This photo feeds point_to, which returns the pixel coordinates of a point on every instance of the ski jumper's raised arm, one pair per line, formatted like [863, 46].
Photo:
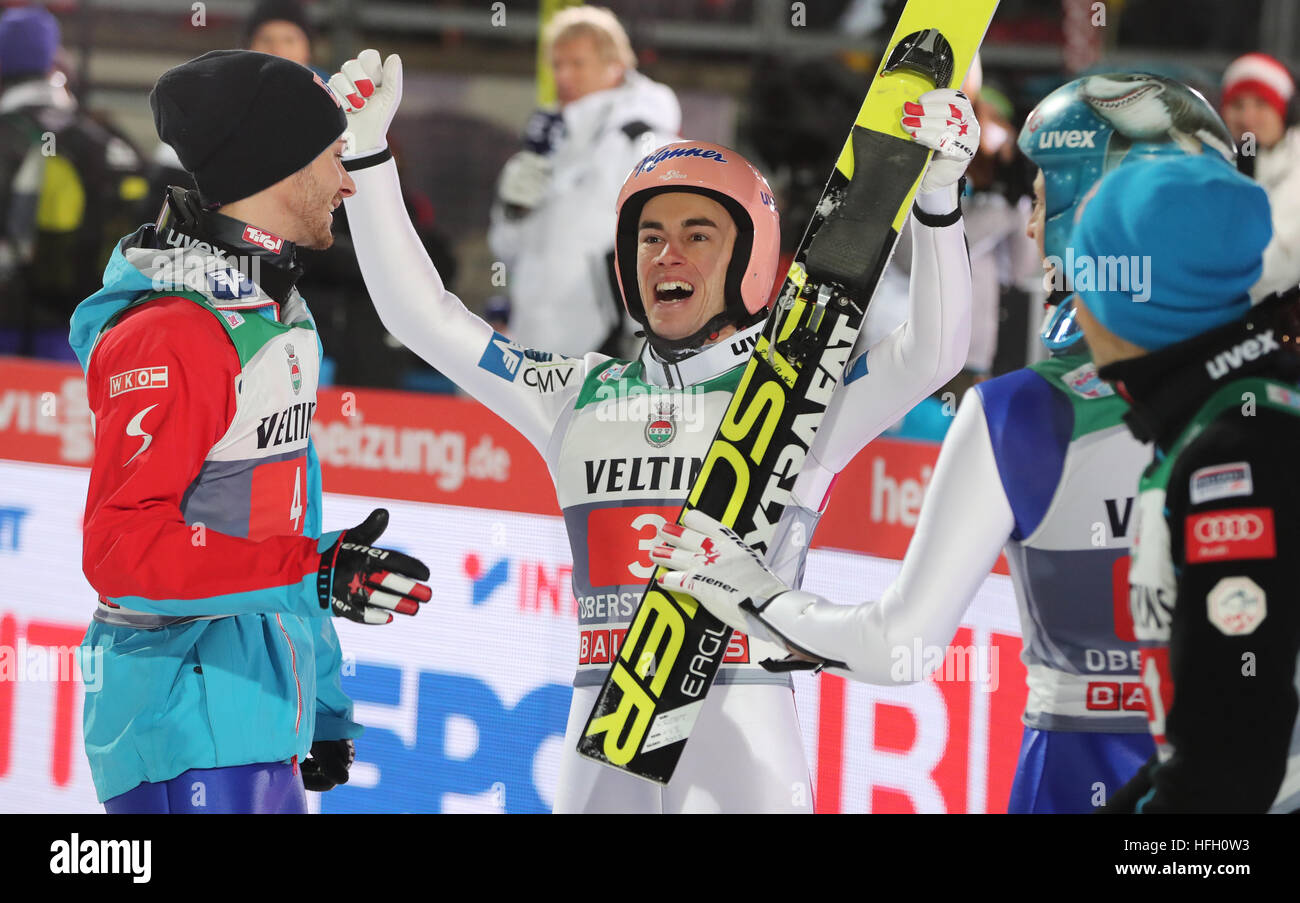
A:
[531, 390]
[963, 524]
[885, 381]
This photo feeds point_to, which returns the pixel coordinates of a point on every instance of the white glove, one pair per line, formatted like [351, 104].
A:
[524, 179]
[709, 561]
[713, 564]
[943, 120]
[371, 94]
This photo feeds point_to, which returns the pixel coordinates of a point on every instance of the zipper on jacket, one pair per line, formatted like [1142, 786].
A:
[293, 664]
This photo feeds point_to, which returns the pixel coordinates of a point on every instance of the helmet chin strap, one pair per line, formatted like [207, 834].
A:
[671, 351]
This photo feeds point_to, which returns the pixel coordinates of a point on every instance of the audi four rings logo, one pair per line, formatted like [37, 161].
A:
[1229, 528]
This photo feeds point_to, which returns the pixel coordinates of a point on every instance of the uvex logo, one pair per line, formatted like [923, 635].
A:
[1234, 357]
[1071, 138]
[261, 239]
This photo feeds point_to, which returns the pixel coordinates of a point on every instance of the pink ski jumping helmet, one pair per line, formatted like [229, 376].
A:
[724, 176]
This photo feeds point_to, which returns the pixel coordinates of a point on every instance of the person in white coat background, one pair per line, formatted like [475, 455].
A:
[553, 220]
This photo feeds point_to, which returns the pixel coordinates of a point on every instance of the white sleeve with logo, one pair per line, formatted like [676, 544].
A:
[529, 390]
[963, 524]
[884, 382]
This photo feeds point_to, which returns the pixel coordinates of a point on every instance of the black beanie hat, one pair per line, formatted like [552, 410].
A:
[277, 11]
[242, 121]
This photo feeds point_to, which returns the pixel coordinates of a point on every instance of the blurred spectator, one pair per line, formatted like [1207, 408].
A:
[69, 187]
[359, 351]
[553, 222]
[280, 27]
[1256, 94]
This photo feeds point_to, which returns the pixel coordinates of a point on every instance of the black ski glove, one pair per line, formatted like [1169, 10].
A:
[365, 584]
[326, 765]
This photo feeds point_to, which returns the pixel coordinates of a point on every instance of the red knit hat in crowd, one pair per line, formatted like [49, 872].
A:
[1262, 76]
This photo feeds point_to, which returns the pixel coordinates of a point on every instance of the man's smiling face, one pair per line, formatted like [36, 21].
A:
[684, 250]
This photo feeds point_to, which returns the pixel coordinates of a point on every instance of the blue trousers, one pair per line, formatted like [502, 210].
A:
[1074, 772]
[264, 789]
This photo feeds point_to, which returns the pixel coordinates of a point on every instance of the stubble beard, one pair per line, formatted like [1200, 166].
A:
[310, 199]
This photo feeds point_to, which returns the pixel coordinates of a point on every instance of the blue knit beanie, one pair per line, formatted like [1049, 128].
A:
[29, 38]
[1188, 231]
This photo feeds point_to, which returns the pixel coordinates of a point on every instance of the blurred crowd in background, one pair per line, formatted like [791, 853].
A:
[515, 199]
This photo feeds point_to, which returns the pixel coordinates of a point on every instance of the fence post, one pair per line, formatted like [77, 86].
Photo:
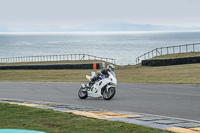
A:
[193, 48]
[186, 48]
[167, 50]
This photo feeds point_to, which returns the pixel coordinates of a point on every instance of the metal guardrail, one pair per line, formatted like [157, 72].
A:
[169, 50]
[63, 57]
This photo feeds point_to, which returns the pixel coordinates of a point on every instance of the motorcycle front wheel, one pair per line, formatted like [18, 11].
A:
[82, 94]
[107, 95]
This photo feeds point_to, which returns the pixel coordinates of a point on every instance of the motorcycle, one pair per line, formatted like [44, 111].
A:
[104, 87]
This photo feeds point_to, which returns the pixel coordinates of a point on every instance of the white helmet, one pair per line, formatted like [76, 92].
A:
[111, 68]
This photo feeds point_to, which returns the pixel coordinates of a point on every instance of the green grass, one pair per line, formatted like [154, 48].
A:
[22, 117]
[181, 74]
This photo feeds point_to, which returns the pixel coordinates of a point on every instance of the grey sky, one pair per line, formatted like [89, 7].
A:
[71, 13]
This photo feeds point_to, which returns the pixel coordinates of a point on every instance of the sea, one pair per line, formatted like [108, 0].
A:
[125, 47]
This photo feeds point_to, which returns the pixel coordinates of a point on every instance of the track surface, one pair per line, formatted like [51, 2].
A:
[173, 100]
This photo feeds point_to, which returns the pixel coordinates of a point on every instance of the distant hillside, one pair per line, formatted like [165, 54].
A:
[99, 27]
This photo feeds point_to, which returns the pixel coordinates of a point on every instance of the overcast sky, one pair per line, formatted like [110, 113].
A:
[72, 13]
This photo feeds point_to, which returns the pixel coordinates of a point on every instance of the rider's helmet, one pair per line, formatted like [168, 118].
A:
[111, 68]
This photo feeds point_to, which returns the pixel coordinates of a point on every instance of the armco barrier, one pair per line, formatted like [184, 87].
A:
[167, 62]
[55, 66]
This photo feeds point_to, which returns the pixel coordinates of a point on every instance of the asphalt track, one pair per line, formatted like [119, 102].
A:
[172, 100]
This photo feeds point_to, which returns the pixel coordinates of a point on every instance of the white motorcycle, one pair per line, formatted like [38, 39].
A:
[103, 87]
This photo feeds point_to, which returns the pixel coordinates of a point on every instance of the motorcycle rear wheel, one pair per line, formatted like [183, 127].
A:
[110, 94]
[82, 94]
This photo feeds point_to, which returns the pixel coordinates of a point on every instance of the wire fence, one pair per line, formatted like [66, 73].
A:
[169, 50]
[63, 57]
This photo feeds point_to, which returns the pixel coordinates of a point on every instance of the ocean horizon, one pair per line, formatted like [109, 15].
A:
[125, 47]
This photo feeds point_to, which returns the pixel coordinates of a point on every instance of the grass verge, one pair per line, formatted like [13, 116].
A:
[181, 74]
[22, 117]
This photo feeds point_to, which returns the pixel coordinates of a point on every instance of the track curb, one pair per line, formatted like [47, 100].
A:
[154, 121]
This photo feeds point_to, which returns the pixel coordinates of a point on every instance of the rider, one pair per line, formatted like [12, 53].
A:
[110, 68]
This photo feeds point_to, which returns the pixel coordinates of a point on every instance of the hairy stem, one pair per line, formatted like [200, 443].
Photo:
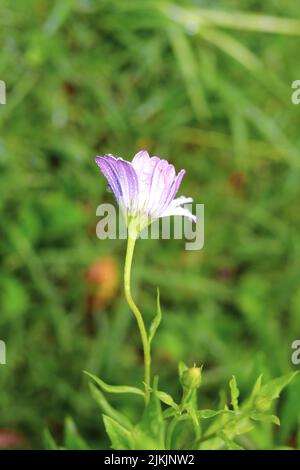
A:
[139, 318]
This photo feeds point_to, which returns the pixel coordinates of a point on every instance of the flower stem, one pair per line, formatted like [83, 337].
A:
[139, 318]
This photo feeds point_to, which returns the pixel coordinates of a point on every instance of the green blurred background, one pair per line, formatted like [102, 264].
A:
[204, 84]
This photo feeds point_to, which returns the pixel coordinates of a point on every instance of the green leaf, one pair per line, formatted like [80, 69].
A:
[114, 388]
[211, 413]
[72, 438]
[107, 408]
[49, 442]
[167, 399]
[271, 390]
[265, 418]
[234, 393]
[157, 319]
[120, 437]
[229, 443]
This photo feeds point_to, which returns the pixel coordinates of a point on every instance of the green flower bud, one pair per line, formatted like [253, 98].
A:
[262, 403]
[191, 378]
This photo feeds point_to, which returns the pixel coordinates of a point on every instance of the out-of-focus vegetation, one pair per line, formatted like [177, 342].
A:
[206, 86]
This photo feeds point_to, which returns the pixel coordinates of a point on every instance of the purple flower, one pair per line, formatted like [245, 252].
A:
[145, 188]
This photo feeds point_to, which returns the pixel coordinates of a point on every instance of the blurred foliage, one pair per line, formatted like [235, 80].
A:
[207, 85]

####

**EXERCISE**.
Reproduce verbatim the rows above, starting with the line that contains "like [351, 104]." and ending with the line that contains "[1229, 528]", including both of those lines.

**SOLUTION**.
This photo feeds point_to, which returns the pixel coordinates of a point on every instance of the white glove, one pair per line, formatted like [351, 104].
A:
[524, 179]
[709, 561]
[713, 564]
[943, 120]
[371, 94]
This photo feeds point_to, which returns the pixel coordinates of a point on every instance of the zipper on jacket, one pair per line, formatted like [1142, 786].
A:
[293, 664]
This photo feeds point_to, which returns the pixel coordinates of a point on every instance of the helmet chin strap, one pair per line, formatted like [207, 834].
A:
[671, 351]
This photo feeds point_to, which returns the pixel coordinates of a point on every instance of the audi four rings logo, one pair per line, formatted like [37, 161].
A:
[1229, 528]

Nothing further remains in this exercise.